- TEXT UNDER STUDY:
◇ ◇ ◇ ◇ ◇ ◇ ◇

MACHIPONGO — Health officials on Virginia’s Eastern Shore are increasingly worried that clusters of COVID-19 tied to two poultry plants may overwhelm the one local hospital, even as the Trump administration insists such facilities remain open to keep the country fed during the crisis.
The chicken plants, one operated by Perdue Farms, the other by Tyson Foods, continued operating as the number of cases linked to them climbed in the past week, according to health officials.
Hospital officials said Tuesday that there are nearly 100 cases of Tyson employees or people who came in contact with them contracting COVID-19, the disease caused by the novel coronavirus, while the Perdue plant has about 80 such cases.
The coronavirus numbers on the Eastern Shore are small compared with those of big cities, but in rural areas it does not take as many cases to overwhelm local health care facilities.
“Something needs to be done to reduce the spread of the infection,” said Michael Dacey, president and chief operating officer of Riverside Health System, which operates the only hospital in Accomack County, where the two chicken plants are located.
That hospital, Riverside Shore Memorial, has 52 beds, six of them for patients in the intensive care unit.
On Tuesday, five of those six beds were in use, and the hospital had already sent about 10 patients to a larger hospital hours away.

◇ ◇ ◇ ◇ ◇ ◇ ◇

- WORK REQUIRED: From the news report on COVID-19 cases tied to the Eastern Shore poultry plants, extract the passage starting at "Hospital officials said" and ending at "80 such cases.".

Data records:

◇ ◇ ◇ ◇ ◇ ◇ ◇

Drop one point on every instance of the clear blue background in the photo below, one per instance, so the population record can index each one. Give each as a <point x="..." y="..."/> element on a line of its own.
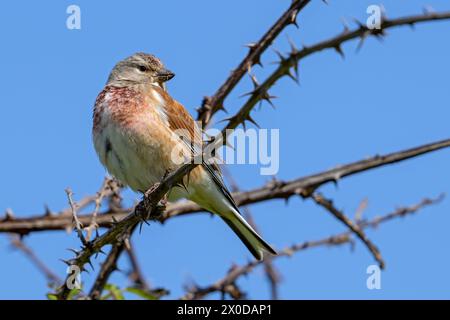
<point x="387" y="97"/>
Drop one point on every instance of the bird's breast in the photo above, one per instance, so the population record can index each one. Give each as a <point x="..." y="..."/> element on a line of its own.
<point x="132" y="139"/>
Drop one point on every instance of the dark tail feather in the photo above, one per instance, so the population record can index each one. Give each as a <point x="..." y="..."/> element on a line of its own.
<point x="255" y="244"/>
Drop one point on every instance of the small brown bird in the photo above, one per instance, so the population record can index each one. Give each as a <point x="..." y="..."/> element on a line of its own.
<point x="135" y="134"/>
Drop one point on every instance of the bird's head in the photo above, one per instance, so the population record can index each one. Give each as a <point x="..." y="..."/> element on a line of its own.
<point x="140" y="68"/>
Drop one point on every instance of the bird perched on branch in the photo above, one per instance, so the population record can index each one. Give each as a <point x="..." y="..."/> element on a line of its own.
<point x="136" y="134"/>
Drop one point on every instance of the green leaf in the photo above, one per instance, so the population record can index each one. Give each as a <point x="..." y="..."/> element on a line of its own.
<point x="52" y="296"/>
<point x="115" y="291"/>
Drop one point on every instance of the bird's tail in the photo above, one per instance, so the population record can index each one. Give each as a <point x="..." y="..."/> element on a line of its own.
<point x="248" y="236"/>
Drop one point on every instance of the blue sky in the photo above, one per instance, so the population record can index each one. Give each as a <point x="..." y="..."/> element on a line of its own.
<point x="387" y="97"/>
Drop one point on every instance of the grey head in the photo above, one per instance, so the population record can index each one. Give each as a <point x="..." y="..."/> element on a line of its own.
<point x="140" y="68"/>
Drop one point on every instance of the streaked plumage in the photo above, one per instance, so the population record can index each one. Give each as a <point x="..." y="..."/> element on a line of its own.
<point x="135" y="133"/>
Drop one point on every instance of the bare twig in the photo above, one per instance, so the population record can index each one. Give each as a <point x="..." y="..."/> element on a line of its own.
<point x="291" y="61"/>
<point x="136" y="274"/>
<point x="148" y="209"/>
<point x="236" y="272"/>
<point x="107" y="268"/>
<point x="214" y="103"/>
<point x="93" y="226"/>
<point x="52" y="278"/>
<point x="274" y="190"/>
<point x="328" y="205"/>
<point x="272" y="274"/>
<point x="75" y="220"/>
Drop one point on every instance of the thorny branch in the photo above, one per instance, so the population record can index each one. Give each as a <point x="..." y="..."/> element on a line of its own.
<point x="328" y="205"/>
<point x="287" y="63"/>
<point x="272" y="274"/>
<point x="52" y="278"/>
<point x="228" y="283"/>
<point x="151" y="207"/>
<point x="107" y="268"/>
<point x="214" y="103"/>
<point x="275" y="189"/>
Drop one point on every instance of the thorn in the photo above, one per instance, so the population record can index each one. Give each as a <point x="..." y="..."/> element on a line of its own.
<point x="254" y="81"/>
<point x="83" y="269"/>
<point x="428" y="10"/>
<point x="67" y="262"/>
<point x="359" y="23"/>
<point x="293" y="18"/>
<point x="48" y="212"/>
<point x="250" y="119"/>
<point x="280" y="55"/>
<point x="181" y="185"/>
<point x="346" y="25"/>
<point x="9" y="215"/>
<point x="250" y="45"/>
<point x="338" y="48"/>
<point x="294" y="49"/>
<point x="361" y="41"/>
<point x="76" y="252"/>
<point x="383" y="13"/>
<point x="90" y="263"/>
<point x="269" y="98"/>
<point x="290" y="75"/>
<point x="241" y="96"/>
<point x="257" y="61"/>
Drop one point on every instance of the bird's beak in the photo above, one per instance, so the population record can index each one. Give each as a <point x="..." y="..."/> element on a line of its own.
<point x="164" y="75"/>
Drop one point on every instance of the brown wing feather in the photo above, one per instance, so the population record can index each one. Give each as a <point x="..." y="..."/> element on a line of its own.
<point x="179" y="118"/>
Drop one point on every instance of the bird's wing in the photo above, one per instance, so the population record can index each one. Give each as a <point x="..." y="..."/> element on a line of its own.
<point x="179" y="118"/>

◇ ◇ ◇ ◇ ◇ ◇ ◇

- EXPECTED ANSWER:
Hospital officials said Tuesday that there are nearly 100 cases of Tyson employees or people who came in contact with them contracting COVID-19, the disease caused by the novel coronavirus, while the Perdue plant has about 80 such cases.